◆ **Request**
Transcribe every line of the records that follow, character for character, changing nothing.

◆ **Entries shown**

Start

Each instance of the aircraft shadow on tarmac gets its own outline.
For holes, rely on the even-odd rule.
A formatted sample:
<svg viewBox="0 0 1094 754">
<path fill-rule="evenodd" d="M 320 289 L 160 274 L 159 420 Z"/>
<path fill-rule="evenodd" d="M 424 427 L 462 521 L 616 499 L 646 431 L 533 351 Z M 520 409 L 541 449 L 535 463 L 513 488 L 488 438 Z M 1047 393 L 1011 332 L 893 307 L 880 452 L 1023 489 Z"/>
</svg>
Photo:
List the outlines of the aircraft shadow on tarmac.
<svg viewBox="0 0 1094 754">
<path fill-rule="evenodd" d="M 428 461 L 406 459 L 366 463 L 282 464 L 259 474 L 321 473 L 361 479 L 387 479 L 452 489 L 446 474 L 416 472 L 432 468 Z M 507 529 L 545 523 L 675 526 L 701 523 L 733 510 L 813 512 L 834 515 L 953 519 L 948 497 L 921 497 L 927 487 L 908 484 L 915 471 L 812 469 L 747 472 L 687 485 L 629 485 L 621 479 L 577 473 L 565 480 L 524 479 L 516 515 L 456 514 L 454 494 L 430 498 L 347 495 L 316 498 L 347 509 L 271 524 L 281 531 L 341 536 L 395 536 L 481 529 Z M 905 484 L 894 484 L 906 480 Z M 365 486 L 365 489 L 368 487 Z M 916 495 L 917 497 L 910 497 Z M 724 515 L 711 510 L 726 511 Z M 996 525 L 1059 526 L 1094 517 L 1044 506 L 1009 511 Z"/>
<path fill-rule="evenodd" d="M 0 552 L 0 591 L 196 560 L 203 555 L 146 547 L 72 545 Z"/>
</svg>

End

◆ **The response**
Each instance of the aircraft shadow on tarmac gets its own outline.
For holes, rely on the even-odd rule.
A formatted sample:
<svg viewBox="0 0 1094 754">
<path fill-rule="evenodd" d="M 320 289 L 160 274 L 159 420 Z"/>
<path fill-rule="evenodd" d="M 424 427 L 462 521 L 616 499 L 646 431 L 533 351 Z M 520 409 L 541 449 L 535 463 L 513 488 L 488 438 Z M 1047 393 L 1011 332 L 893 307 L 880 452 L 1023 489 Z"/>
</svg>
Photo:
List the outlines of the aircraft shadow on tarmac.
<svg viewBox="0 0 1094 754">
<path fill-rule="evenodd" d="M 428 461 L 406 459 L 366 463 L 282 464 L 259 474 L 321 473 L 361 479 L 387 479 L 452 489 L 446 474 L 416 472 L 432 468 Z M 507 529 L 545 523 L 675 526 L 701 523 L 733 510 L 813 512 L 834 515 L 953 519 L 948 497 L 921 497 L 927 487 L 908 484 L 915 471 L 812 469 L 747 472 L 687 485 L 629 485 L 621 479 L 577 473 L 565 480 L 524 479 L 516 515 L 456 514 L 454 494 L 430 498 L 347 495 L 316 498 L 347 509 L 271 524 L 281 531 L 341 536 L 395 536 L 481 529 Z M 905 484 L 894 484 L 906 480 Z M 365 486 L 365 489 L 368 487 Z M 916 495 L 917 497 L 910 497 Z M 724 515 L 711 510 L 726 511 Z M 996 525 L 1059 526 L 1094 517 L 1044 506 L 1009 511 Z"/>
<path fill-rule="evenodd" d="M 0 552 L 0 591 L 196 560 L 203 555 L 146 547 L 72 545 Z"/>
</svg>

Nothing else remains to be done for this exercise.